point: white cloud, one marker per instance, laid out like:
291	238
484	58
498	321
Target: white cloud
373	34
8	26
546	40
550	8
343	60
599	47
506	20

━━━━━━

Your answer should contain every entry, transcribed exactly.

Exercise output →
point: white cloud, one marker per instance, laid out like:
291	238
484	58
498	321
Target: white cloud
373	34
8	26
546	40
550	8
343	60
599	47
506	20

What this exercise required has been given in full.